- Records for this exercise -
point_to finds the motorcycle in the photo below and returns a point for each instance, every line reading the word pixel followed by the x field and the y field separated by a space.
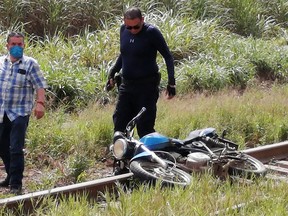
pixel 131 155
pixel 205 150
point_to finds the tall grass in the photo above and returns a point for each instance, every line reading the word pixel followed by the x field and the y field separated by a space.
pixel 205 196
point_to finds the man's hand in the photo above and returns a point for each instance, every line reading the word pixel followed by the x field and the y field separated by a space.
pixel 109 85
pixel 170 91
pixel 39 110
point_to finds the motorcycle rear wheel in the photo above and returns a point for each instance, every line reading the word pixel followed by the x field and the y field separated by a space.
pixel 149 171
pixel 245 166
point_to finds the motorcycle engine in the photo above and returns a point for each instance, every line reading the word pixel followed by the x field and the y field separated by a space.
pixel 197 160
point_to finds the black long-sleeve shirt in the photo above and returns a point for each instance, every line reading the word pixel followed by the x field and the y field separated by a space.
pixel 138 54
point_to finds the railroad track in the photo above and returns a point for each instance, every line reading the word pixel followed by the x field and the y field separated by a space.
pixel 274 152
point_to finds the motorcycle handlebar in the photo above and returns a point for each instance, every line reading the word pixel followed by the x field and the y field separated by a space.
pixel 133 122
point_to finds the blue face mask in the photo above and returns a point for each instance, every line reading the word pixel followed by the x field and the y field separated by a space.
pixel 16 52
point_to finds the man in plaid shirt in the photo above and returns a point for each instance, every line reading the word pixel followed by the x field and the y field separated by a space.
pixel 20 80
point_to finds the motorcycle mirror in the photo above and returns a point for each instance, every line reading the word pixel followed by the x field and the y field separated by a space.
pixel 224 133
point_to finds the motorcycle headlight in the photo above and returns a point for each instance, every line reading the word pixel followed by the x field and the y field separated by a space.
pixel 119 148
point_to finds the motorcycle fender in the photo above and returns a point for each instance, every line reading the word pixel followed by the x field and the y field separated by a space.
pixel 141 155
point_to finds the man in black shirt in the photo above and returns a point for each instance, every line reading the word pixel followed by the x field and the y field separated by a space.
pixel 139 43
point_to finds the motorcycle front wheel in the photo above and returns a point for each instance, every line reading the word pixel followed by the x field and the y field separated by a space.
pixel 150 171
pixel 245 166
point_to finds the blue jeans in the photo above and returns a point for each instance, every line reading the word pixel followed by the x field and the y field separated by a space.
pixel 12 139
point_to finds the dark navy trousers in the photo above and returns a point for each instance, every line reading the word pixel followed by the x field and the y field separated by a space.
pixel 12 139
pixel 132 97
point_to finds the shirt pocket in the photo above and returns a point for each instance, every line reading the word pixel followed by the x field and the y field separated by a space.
pixel 20 80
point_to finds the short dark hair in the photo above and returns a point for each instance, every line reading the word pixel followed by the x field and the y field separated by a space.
pixel 14 34
pixel 133 13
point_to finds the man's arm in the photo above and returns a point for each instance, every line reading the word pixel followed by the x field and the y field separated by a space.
pixel 40 103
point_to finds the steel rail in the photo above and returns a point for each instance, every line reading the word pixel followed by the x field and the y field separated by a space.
pixel 91 189
pixel 267 152
pixel 29 201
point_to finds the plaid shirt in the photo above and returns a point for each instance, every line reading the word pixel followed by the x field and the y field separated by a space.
pixel 18 82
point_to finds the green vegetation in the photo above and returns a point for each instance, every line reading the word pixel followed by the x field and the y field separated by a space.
pixel 231 72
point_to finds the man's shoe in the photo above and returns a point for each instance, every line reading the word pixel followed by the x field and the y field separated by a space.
pixel 17 190
pixel 4 183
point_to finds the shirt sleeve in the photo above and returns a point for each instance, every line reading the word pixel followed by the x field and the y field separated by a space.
pixel 161 45
pixel 37 78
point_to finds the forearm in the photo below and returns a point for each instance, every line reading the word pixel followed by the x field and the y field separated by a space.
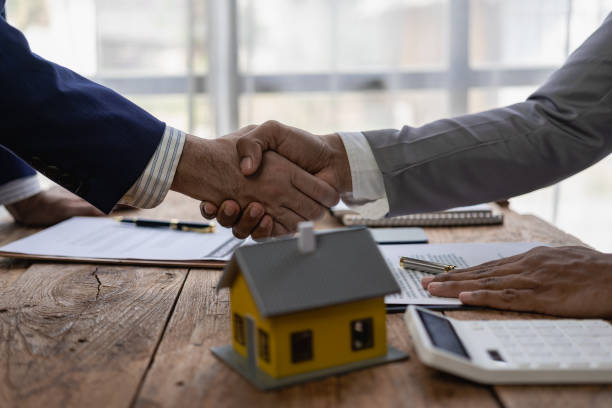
pixel 561 129
pixel 82 135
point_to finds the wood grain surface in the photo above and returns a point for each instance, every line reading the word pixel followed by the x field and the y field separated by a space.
pixel 104 336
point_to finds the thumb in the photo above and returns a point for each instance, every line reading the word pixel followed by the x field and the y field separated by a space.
pixel 251 146
pixel 249 152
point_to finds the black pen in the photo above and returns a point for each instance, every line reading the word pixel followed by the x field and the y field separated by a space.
pixel 425 266
pixel 172 224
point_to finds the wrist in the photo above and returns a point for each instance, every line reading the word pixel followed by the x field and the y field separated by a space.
pixel 204 168
pixel 340 163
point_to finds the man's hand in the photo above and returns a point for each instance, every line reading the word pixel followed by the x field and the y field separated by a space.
pixel 323 156
pixel 50 207
pixel 565 281
pixel 209 171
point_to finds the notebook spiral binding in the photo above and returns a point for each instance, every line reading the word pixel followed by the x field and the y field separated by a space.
pixel 438 219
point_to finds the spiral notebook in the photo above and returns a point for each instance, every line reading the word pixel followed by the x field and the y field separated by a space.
pixel 480 214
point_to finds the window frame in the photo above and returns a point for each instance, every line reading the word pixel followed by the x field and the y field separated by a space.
pixel 300 339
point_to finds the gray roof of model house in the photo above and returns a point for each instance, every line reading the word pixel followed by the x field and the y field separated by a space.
pixel 346 266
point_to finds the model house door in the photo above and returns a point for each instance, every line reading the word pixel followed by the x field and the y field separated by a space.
pixel 251 346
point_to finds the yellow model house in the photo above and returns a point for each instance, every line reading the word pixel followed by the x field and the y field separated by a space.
pixel 307 307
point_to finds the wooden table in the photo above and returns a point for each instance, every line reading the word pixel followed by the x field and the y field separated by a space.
pixel 104 336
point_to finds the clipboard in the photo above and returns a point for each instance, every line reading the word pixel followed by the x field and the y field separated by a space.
pixel 106 241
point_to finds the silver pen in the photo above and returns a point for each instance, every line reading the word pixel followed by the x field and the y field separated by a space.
pixel 425 266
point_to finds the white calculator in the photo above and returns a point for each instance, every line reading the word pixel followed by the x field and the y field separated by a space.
pixel 514 351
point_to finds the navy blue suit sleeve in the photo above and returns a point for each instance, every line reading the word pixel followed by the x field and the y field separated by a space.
pixel 12 167
pixel 80 134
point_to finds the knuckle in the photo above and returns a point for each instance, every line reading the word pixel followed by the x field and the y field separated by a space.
pixel 272 124
pixel 509 295
pixel 488 282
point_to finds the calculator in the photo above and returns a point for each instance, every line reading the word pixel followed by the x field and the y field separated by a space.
pixel 514 351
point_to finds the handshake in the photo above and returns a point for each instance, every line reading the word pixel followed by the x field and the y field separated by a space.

- What you should do -
Convert the lines of the listing above, from the line containing "point_to finds the clipboard" to the line containing "pixel 106 241", into a numbered list, omitting any blank lines.

- Correct response -
1. point_to finds the clipboard in the photo above and returns a point for each instance, every line reading the word pixel followed by the x field and the y field separated by a space.
2. pixel 106 241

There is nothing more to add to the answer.